Page excerpt »
--------------------

The show ‘Doble o Nada’ stands out significantly above the rest, with a run time of over 1000 days. The other shows closely following it have an approximate duration of 500 days each.

plot_ly(data = data_madrid, x = ~days_elapsed, y = ~prices, text = ~paste("Nombre del show: ", show, "<br>Duración: ", current_date - dates, " días<br>Precio: $", prices), hoverinfo = "text",
        type = 'scatter', mode = 'markers', marker = list(color = ~prices, colorscale = 'RdYlGn',
                                                         colorbar = list(title = "Precio", ticksuffix = "$"))) %>%
  layout(title = "Relación entre Días Activos del Show y Precio Medio",
         xaxis = list(title = "Días Activos del Show"),
         yaxis = list(title = "Precio Medio"))

In shows priced at €10 or higher, there is a certain positive relationship observed between the number of days the show is active and its price. Although it is not a very strong relationship.

teatros_con_mas_shows <- data_madrid %>%
  group_by(theater_name) %>%
  summarize(num_obras = n(),
            prices = mean(prices),
            days_elapsed = mean(days_elapsed)) %>%
  arrange(desc(num_obras))
data_clustering <- teatros_con_mas_shows  %>%
  select(theater_name, prices, num_obras, days_elapsed)

#normalization
data_clustering_norm <- data_clustering %>%
  select(-theater_name) %>%
  scale()

#K.means clustering
set.seed(123)

--------------------

Stored rows »
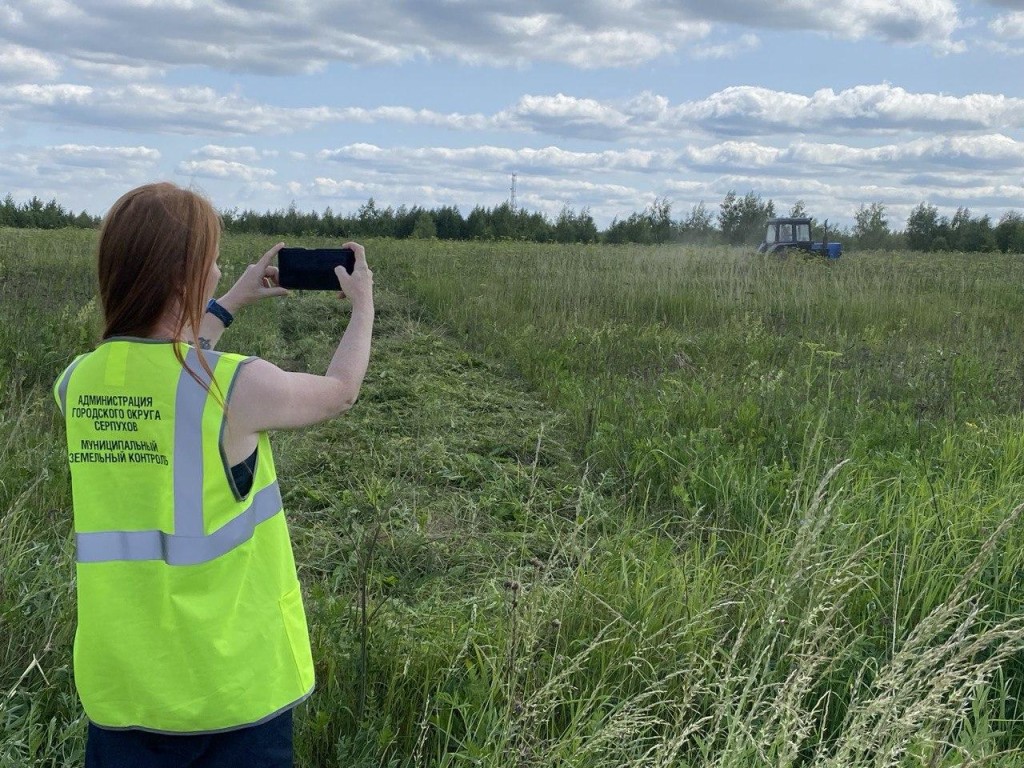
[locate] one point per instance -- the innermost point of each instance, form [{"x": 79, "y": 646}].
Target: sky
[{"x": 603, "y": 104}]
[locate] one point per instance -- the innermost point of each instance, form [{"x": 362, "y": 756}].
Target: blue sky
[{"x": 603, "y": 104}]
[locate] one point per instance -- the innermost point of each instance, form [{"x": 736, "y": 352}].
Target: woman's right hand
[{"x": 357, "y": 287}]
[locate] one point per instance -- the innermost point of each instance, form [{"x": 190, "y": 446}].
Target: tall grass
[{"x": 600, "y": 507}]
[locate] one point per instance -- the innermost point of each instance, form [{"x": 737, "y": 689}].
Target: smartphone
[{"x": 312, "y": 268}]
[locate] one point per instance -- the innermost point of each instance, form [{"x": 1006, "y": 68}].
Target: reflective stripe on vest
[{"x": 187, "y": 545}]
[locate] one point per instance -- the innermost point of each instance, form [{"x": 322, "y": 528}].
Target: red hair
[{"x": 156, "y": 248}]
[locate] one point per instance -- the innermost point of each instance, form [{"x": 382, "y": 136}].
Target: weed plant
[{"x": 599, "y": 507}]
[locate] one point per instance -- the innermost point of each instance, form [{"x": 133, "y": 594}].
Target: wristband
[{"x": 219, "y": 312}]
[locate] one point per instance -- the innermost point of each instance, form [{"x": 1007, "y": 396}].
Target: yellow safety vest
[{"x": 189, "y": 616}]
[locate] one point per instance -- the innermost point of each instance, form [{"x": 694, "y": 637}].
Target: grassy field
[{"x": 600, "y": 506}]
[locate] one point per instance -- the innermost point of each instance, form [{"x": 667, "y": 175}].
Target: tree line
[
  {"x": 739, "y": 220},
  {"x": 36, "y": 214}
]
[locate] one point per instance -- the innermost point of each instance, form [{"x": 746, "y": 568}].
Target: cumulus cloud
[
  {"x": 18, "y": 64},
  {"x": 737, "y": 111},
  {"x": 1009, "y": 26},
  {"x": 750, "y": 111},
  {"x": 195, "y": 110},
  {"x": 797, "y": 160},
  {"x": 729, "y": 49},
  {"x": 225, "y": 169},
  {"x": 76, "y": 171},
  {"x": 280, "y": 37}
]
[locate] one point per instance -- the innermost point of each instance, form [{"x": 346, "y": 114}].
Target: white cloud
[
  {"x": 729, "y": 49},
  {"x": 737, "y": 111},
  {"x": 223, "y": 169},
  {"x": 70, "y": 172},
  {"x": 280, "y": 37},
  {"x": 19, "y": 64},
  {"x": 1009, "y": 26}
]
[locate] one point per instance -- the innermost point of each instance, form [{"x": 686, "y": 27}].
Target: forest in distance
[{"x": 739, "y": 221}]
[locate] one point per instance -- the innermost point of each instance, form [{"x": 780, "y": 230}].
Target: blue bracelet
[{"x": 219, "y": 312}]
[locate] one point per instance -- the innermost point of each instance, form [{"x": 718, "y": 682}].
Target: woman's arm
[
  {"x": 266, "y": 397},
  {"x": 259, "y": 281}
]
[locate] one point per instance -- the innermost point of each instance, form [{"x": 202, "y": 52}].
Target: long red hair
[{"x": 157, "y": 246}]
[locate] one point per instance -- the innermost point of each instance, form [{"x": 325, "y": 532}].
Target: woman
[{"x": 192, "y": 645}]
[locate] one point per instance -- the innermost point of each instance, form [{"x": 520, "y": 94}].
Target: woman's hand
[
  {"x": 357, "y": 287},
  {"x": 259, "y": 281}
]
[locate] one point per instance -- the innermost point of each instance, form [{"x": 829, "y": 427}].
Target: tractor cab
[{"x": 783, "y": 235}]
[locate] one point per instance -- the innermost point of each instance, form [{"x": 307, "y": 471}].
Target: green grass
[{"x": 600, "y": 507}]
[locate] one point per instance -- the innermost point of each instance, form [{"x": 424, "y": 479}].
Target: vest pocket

--------------------

Request 1 »
Answer these from the Madrid theater analysis, one line each:
(a) Which show has run for over 1000 days?
(b) Which colorscale does the scatter plot use for its markers?
(c) Which seed value is set before the k-means clustering?
Request 2 » From the Madrid theater analysis, list every column kept in the select() step that builds data_clustering.
Request 3 » Pick up the Madrid theater analysis after its last line and carry it forward.

Written reply 1 »
(a) Doble o Nada
(b) RdYlGn
(c) 123

Written reply 2 » theater_name, prices, num_obras, days_elapsed

Written reply 3 »
kmeans_model <- kmeans(data_clustering_norm, centers = 3)
teatros_con_mas_shows$cluster <- as.factor(kmeans_model$cluster)
grafico <- ggplot(teatros_con_mas_shows, aes(x = prices, y = days_elapsed, color = cluster, 
                                             text = paste("Teatro:", theater_name, "<br>Precio Medio:", prices, "<br>Days Elapsed:", days_elapsed))) +
  geom_point() +
  stat_ellipse(type = "norm", level = 0.95, linetype = "dashed") +
  labs(title = "Clustering de Teatros",
       x = "Precio Medio",
       y = "Days elapsed") +
  scale_color_manual(values = c("blue", "green", "purple"))


grafico_interactivo <- ggplotly(grafico, tooltip = "text") %>%
  plotly::layout(hovermode = "closest")
## Too few points to calculate an ellipse
## Too few points to calculate an ellipse
## Too few points to calculate an ellipse
## Too few points to calculate an ellipse
## Too few points to calculate an ellipse
## Too few points to calculate an ellipse
## Too few points to calculate an ellipse
## Too few points to calculate an ellipse
## Too few points to calculate an ellipse
## Too few points to calculate an ellipse
## Too few points to calculate an ellipse
## Too few points to calculate an ellipse
## Too few points to calculate an ellipse
## Too few points to calculate an ellipse
## Too few points to calculate an ellipse
## Too few points to calculate an ellipse
## Too few points to calculate an ellipse
## Too few points to calculate an ellipse
## Too few points to calculate an ellipse
## Too few points to calculate an ellipse
## Too few points to calculate an ellipse
## Too few points to calculate an ellipse
## Too few points to calculate an ellipse
## Too few points to calculate an ellipse
## Too few points to calculate an ellipse
## Too few points to calculate an ellipse
## Too few points to calculate an ellipse
grafico_interactivo

We see that we could group the 27 theaters offering shows on Tomaticket into three different groups, taking into account their price and the number of days they are on the billboard.

Group 1, formed by those theaters whose offered shows have a relatively high average price and are also available on the billboard for more than 350 days.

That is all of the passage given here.